> WHAT NEEDS TO BE DONE:
Recast all of the rows below as a numbered list, leaving out any blank lines.

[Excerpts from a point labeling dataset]
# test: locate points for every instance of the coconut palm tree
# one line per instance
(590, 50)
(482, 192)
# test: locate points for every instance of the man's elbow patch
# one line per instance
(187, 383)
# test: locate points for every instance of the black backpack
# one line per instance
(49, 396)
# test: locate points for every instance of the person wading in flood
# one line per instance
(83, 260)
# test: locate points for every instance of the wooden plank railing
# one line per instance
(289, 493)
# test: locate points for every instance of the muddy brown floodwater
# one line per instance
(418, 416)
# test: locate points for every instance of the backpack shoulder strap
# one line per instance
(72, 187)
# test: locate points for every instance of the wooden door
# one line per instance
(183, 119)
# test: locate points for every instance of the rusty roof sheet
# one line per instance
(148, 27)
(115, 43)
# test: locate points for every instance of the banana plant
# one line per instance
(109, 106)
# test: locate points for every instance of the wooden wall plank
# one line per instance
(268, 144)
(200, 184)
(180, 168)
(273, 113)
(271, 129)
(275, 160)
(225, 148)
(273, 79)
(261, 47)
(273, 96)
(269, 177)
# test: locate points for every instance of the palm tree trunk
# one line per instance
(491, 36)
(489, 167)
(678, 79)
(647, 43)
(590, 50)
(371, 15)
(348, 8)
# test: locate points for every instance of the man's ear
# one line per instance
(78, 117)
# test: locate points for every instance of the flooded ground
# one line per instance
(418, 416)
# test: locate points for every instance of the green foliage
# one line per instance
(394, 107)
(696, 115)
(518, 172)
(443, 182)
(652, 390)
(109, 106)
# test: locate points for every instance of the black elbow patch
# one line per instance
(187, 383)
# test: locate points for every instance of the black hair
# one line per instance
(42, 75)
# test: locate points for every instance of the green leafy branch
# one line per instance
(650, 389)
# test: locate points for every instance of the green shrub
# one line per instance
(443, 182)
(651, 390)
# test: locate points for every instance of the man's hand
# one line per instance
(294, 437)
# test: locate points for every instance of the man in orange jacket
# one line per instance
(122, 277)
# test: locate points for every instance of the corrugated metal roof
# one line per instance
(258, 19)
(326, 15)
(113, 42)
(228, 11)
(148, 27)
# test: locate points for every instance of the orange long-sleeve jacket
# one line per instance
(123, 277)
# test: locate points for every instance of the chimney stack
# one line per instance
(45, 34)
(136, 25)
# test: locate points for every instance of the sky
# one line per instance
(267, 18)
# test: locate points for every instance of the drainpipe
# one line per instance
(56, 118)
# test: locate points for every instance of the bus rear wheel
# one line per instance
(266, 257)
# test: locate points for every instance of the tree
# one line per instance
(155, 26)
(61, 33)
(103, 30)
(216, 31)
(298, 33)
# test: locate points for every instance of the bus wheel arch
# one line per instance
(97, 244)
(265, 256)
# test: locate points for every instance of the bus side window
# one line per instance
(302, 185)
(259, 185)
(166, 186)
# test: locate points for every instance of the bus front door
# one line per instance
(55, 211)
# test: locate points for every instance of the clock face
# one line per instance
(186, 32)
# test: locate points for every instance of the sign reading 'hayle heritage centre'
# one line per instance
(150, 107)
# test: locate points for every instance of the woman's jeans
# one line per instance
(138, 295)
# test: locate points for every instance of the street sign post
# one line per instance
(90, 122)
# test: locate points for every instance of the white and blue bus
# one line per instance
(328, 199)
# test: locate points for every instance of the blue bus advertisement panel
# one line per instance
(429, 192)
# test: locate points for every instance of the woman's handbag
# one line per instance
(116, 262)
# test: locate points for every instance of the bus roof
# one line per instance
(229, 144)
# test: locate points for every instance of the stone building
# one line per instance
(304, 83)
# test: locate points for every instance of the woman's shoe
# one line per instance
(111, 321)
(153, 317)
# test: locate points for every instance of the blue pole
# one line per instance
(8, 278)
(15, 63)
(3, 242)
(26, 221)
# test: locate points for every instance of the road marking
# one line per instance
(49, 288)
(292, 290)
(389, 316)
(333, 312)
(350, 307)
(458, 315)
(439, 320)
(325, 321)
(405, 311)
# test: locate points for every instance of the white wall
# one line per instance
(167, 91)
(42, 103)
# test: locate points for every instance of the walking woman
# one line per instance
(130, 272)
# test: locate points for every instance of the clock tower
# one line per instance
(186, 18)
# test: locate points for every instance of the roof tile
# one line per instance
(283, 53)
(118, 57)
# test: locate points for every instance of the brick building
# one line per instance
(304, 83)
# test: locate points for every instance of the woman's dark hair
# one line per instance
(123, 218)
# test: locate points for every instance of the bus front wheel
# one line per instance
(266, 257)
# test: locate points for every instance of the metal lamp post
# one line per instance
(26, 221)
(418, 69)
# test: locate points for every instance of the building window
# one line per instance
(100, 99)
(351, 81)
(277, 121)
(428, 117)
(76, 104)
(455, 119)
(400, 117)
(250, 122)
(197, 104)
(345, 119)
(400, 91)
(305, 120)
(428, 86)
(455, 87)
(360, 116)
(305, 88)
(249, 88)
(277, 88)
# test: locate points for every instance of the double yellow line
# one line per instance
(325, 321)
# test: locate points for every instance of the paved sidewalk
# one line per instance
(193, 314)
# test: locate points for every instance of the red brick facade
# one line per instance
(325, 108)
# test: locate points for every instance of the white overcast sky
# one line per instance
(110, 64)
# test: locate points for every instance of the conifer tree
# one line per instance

> OUTPUT FOR THIS TASK:
1. # test: locate points for every instance of the coconut palm tree
2. # one line per instance
3. (590, 50)
4. (482, 192)
5. # test: locate points for every instance of the man's elbow patch
6. # one line per instance
7. (187, 383)
8. # test: locate points for every instance of the black backpack
9. # one line per instance
10. (49, 396)
11. # test: locate points for every instance of the person wading in flood
12. # one line per instance
13. (83, 260)
14. # test: locate points for every instance of the wooden plank railing
15. # one line per instance
16. (289, 493)
17. # test: locate points for every instance of the muddy brown floodwater
18. # one line per instance
19. (418, 416)
20. # test: locate points for every instance of the backpack shoulder strap
21. # one line per instance
22. (72, 187)
23. # test: locate points for every instance of the wooden door
24. # one line per instance
25. (183, 119)
26. # test: locate points for every instance of the rusty roof sheet
27. # one line per instance
28. (148, 27)
29. (115, 43)
30. # test: locate points for every instance of the banana plant
31. # one line per instance
32. (109, 106)
33. # test: locate points for every instance of the wooden wall plank
34. # one line per instance
35. (268, 144)
36. (200, 184)
37. (180, 168)
38. (273, 113)
39. (271, 129)
40. (275, 160)
41. (225, 148)
42. (273, 79)
43. (261, 47)
44. (273, 96)
45. (269, 177)
46. # test: locate points for every instance of the palm tree trunk
47. # one line per instance
48. (491, 36)
49. (489, 167)
50. (678, 79)
51. (647, 43)
52. (590, 50)
53. (371, 15)
54. (348, 8)
55. # test: locate points for every instance of the man's ear
56. # one line per instance
57. (78, 117)
58. # test: locate points for every instance of the flooded ground
59. # one line per instance
60. (418, 416)
61. # test: locate points for every instance of the green foliage
62. # one line per instance
63. (394, 107)
64. (696, 115)
65. (518, 172)
66. (443, 182)
67. (652, 390)
68. (109, 106)
69. # test: locate points for every instance of the black elbow patch
70. # one line per instance
71. (187, 383)
72. # test: locate points for every instance of the black hair
73. # one line per instance
74. (42, 75)
75. # test: locate points for every instance of the green leafy branch
76. # one line per instance
77. (650, 389)
78. # test: locate points for every instance of the green shrub
79. # one line per instance
80. (443, 182)
81. (651, 390)
82. # test: locate points for every instance of the man's hand
83. # one line per instance
84. (294, 437)
85. # test: locate points for every instance of the man in orange jacket
86. # one line per instance
87. (122, 277)
88. # test: locate points for every instance of the corrugated metal roof
89. # one line per instance
90. (258, 19)
91. (326, 15)
92. (113, 42)
93. (228, 11)
94. (148, 27)
95. # test: locate points for every instance of the orange long-sleeve jacket
96. # one line per instance
97. (123, 277)
98. # test: locate points for every instance of the chimney stack
99. # one line per instance
100. (45, 34)
101. (136, 25)
102. # test: locate points for every instance of the sky
103. # one line per instance
104. (267, 18)
105. # test: locate points for every instance of the drainpipe
106. # one line per instance
107. (56, 118)
108. # test: locate points for every instance of the bus rear wheel
109. # one line per instance
110. (266, 257)
111. # test: locate points for every instance of the tree
112. # one line per instance
113. (155, 26)
114. (61, 33)
115. (103, 30)
116. (216, 31)
117. (298, 33)
118. # test: locate points for every instance of the bus wheel arch
119. # one line per instance
120. (97, 244)
121. (265, 256)
122. # test: locate points for every instance of the bus side window
123. # one line per instance
124. (302, 185)
125. (259, 185)
126. (166, 186)
127. # test: locate points for every instance of the bus front door
128. # one line per instance
129. (55, 211)
130. # test: locate points for every instance of the clock face
131. # one line per instance
132. (186, 32)
133. # test: locate points for every instance of the sign reading 'hayle heritage centre'
134. # one line per instance
135. (150, 107)
136. # test: locate points for every instance of the woman's jeans
137. # one line per instance
138. (138, 295)
139. # test: locate points for every instance of the street sign post
140. # one line per instance
141. (90, 122)
142. # test: locate points for every instance of the white and blue bus
143. # one line per instance
144. (328, 199)
145. # test: locate points for every instance of the blue bus advertisement panel
146. # one line per instance
147. (429, 192)
148. # test: locate points for every instance of the woman's handbag
149. # one line per instance
150. (116, 262)
151. # test: locate points for every instance of the bus roof
152. # one line per instance
153. (229, 144)
154. # test: locate points for every instance of the stone building
155. # one line per instance
156. (304, 83)
157. # test: locate points for every instance of the woman's shoe
158. # one line per instance
159. (111, 321)
160. (153, 317)
161. # test: locate points for every instance of the blue pole
162. # one line per instance
163. (8, 278)
164. (15, 63)
165. (3, 242)
166. (26, 221)
167. # test: locate points for every instance of the road marking
168. # one line per instance
169. (49, 288)
170. (292, 290)
171. (389, 316)
172. (333, 312)
173. (350, 307)
174. (458, 315)
175. (439, 320)
176. (325, 321)
177. (405, 311)
178. # test: locate points for every instance of the white wall
179. # one line per instance
180. (167, 91)
181. (42, 103)
182. # test: locate points for every instance of the walking woman
183. # one line per instance
184. (130, 272)
185. # test: locate points for every instance of the clock tower
186. # one line per instance
187. (186, 18)
188. # test: locate points for every instance of the roof tile
189. # one line per instance
190. (283, 53)
191. (118, 57)
192. # test: locate points for every instance of the brick building
193. # one line per instance
194. (304, 83)
195. # test: locate points for every instance of the woman's dark hair
196. # one line per instance
197. (123, 218)
198. # test: locate points for every instance of the bus front wheel
199. # one line per instance
200. (266, 257)
201. # test: locate points for every instance of the metal lamp post
202. # one line per instance
203. (26, 221)
204. (418, 69)
205. # test: locate points for every instance of the building window
206. # one line per instance
207. (100, 99)
208. (351, 81)
209. (277, 121)
210. (428, 117)
211. (76, 104)
212. (455, 119)
213. (400, 117)
214. (250, 122)
215. (197, 104)
216. (345, 119)
217. (400, 91)
218. (305, 120)
219. (428, 86)
220. (455, 87)
221. (360, 116)
222. (305, 88)
223. (249, 88)
224. (277, 88)
225. # test: locate points for every instance of the double yellow line
226. # one line per instance
227. (325, 321)
228. # test: locate points for every instance of the paved sidewalk
229. # one line per instance
230. (193, 314)
231. # test: locate points for every instance of the red brick facade
232. # one line per instance
233. (325, 108)
234. # test: locate points for every instance of the white overcast sky
235. # one line per instance
236. (110, 64)
237. # test: locate points for every instance of the conifer tree
238. # one line per instance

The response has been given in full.